Greg said: "I'm a believer that the property tax cap was just the foot in the door the GA wanted in order to create a whole new bunch of fees and taxes which, once the property tax cap is overturned in a few years, won't ever go away."
So, even limits on taxes are actually a nefarious plot to increase taxes? Remarkable. That's one scary world you live in.
Ragin,
I don't disagree with you when you say taxes are fungible. We may disagree on policy, as I happen to think that a cap on property taxes would be a good thing IF it included increases in other taxes. I'd rather see education paid for by income taxes rather than property taxes. Then, people on fixed incomes, such as retirees could hang on to their homes. Funding of education via property taxes is highly regressive, and leads to radical disparities in funds. I don't think the quality of my child's education should depend on what town she lives in.
None of this was my point, however. I just found your portrayal of Sen. Paiva-Weed was some kind of Marxist to be bizarre.
I don't disagree with you when you say taxes are fungible. We may disagree on policy, as I happen to think that a cap on property taxes would be a good thing IF it included increases in other taxes. I'd rather see education paid for by income taxes rather than property taxes. Then, people on fixed incomes, such as retirees could hang on to their homes. >>Funding of education via property taxes is highly regressive, and leads to radical disparities in funds. I don't think the quality of my child's education should depend on what town she lives in.

▸ **EXERCISE TASK**: Pick up the discussion of the property tax cap after its final line and carry it forward.

Dataset rows
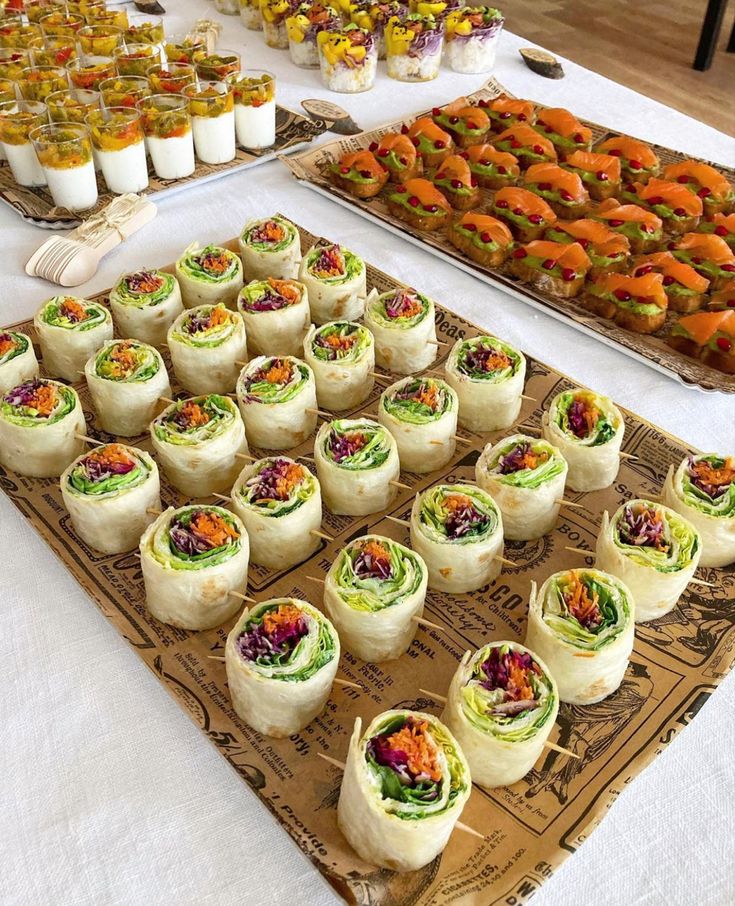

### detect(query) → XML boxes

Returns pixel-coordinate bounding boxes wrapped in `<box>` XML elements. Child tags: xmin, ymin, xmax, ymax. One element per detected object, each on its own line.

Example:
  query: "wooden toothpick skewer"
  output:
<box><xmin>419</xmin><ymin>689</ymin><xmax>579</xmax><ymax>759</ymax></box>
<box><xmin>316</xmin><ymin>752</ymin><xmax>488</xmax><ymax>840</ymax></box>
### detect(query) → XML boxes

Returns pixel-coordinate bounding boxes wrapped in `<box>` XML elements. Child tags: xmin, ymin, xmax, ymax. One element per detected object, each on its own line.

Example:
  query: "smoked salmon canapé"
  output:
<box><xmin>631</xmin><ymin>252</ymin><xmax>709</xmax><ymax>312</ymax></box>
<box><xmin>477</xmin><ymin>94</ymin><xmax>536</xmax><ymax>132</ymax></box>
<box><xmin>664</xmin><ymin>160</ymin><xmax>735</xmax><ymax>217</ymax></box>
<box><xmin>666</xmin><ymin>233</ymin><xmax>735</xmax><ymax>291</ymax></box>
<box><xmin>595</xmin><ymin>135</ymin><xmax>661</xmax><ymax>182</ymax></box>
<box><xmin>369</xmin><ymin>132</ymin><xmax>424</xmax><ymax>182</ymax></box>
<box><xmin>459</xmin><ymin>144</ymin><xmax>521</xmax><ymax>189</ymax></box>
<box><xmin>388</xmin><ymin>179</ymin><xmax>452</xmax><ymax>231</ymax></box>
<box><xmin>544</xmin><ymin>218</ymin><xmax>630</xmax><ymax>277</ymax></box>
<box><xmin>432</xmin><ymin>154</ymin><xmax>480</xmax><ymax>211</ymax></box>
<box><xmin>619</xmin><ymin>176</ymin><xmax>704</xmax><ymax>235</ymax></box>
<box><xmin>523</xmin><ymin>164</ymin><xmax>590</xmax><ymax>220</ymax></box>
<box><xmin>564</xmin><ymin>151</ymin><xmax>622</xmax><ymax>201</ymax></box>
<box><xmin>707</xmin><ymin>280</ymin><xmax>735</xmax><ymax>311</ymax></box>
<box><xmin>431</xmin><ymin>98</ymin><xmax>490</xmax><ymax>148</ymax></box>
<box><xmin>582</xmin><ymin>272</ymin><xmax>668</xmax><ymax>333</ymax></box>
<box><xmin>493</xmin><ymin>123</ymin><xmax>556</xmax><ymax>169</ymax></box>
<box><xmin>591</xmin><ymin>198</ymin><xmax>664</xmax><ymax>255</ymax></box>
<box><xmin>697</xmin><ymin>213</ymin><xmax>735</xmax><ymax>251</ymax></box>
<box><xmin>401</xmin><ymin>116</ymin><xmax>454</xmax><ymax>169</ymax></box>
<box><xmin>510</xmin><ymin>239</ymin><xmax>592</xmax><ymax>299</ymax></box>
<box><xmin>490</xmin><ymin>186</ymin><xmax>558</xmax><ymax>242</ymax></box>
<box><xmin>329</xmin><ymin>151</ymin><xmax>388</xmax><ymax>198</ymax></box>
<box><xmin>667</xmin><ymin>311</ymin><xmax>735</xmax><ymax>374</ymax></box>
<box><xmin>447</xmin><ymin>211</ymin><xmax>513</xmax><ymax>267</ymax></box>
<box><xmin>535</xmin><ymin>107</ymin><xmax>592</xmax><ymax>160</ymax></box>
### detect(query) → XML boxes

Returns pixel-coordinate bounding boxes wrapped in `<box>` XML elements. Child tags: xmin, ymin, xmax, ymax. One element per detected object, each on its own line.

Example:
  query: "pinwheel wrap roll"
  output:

▸ **REPLY**:
Education IS (mostly) funded by the state income tax - if you live in Providence, Central Falls, Woonsocket ...
And don't forget how we were told back in the 1970's how the Lottery (and thus gambling proceeds) would be used to fund education, and thus have a salutary impact on (regressive) property taxes ...
And let us not confuse "education" and "education funding" with teachers contracts, which are related but not synonymous. In most school districts are black holes sucking in 70-80% of school department budgets. Some of this is inevitably, but a lot of it is attributable to union featherbedding (minimal actual classroom time for teachers; teachers aides; smaller than educationally optimum class sizes; excessive pay and benefit packages; etc.).
>>None of this was my point, however. I just found your portrayal of Sen. Paiva-Weed was some kind of Marxist to be bizarre.
Her record is that she's never seen a welfare program that she didn't like and that shouldn't have ever-greater funding. She is a major reason why RI is a welfare magnet.
The best anti-poverty measures are high quality education and jobs. She supports the teachers unions (and thus is de facto opposed to high quality public education) and "progressive" tax rates to fund her welfare industry beneficiaries - which repels business (and thus jobs).
Still, she wants to redistribute wealth from those who earn it and give to the welfare industry (which doesn't relieve poverty, merely perpetuates it).
Classic Marxism.
RR: "Education IS (mostly) funded by the state income tax - if you live in Providence, Central Falls, Woonsocket ..."
First, would you please provide a source to support this statement? Second, if it is true, why is that? (You might look at property tax rates and effort across the 39 cities and towns) Third, are you saying that it's a bad thing? If so, why?
I say again, we should fund all education through income tax, and per-student expenses should be equal (adjusted for special ed, english language learners, disabled and other populations).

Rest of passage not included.